Aim of the task:
Report every line of the material that contains the string "cushion".
◇ ◇ ◇ ◇ ◇ ◇ ◇
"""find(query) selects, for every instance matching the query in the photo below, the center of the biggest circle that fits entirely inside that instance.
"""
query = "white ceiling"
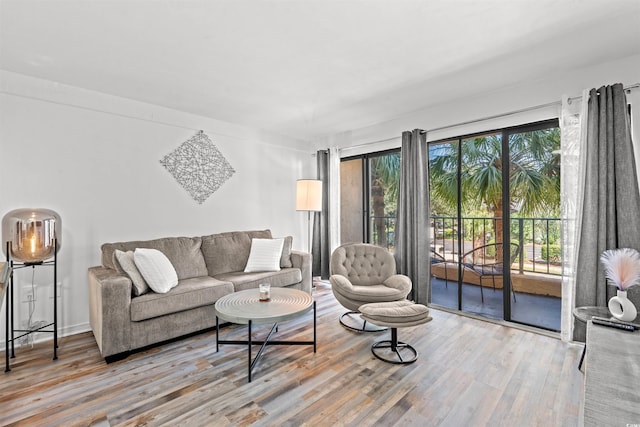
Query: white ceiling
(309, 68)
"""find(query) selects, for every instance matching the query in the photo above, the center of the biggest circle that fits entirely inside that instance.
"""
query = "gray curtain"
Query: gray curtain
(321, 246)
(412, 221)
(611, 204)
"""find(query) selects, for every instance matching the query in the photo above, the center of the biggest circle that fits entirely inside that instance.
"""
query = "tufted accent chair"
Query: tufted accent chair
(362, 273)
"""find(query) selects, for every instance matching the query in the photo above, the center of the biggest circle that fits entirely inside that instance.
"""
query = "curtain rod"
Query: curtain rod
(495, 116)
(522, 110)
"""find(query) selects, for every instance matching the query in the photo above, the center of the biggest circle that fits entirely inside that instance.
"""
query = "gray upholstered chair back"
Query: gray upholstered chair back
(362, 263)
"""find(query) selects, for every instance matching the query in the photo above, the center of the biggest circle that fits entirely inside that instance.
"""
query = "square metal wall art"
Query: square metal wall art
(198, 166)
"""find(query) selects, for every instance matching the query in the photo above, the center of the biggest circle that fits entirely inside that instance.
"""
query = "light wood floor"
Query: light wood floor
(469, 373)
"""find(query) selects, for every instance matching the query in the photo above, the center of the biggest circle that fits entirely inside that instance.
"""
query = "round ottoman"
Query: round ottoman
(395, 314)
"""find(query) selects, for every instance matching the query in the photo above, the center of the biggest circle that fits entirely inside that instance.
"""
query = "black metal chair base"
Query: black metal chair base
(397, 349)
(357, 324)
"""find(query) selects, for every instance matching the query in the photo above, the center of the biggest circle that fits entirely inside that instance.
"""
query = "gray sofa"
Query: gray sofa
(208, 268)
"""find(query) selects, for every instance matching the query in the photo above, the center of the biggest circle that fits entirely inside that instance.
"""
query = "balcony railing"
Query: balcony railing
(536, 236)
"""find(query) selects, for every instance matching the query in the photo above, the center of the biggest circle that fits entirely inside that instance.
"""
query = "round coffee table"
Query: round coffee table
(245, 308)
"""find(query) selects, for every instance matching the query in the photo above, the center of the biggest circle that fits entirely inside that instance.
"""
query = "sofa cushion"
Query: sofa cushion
◇ ◇ ◇ ◇ ◇ ◇ ◇
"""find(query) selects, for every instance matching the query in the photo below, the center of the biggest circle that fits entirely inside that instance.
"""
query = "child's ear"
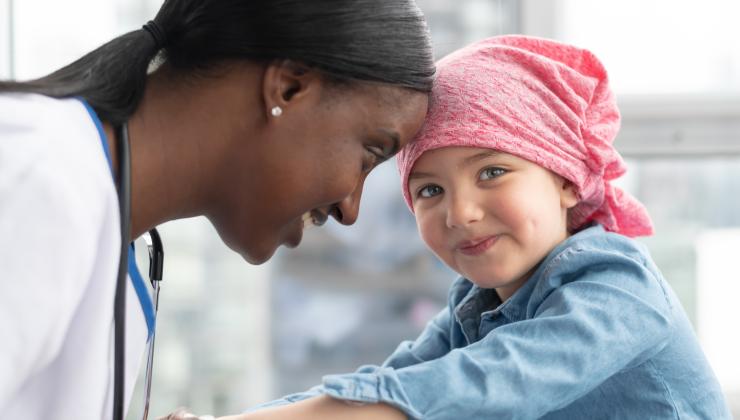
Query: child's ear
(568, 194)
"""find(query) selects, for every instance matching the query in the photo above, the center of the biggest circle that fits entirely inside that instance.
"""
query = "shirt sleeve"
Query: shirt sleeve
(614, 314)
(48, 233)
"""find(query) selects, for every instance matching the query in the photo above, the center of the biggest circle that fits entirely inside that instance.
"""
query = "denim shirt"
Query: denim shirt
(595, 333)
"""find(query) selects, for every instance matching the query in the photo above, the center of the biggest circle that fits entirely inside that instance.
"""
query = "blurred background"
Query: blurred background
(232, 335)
◇ ◇ ◇ ◇ ◇ ◇ ◇
Response to this exercise:
query = "sofa cushion"
Query: sofa cushion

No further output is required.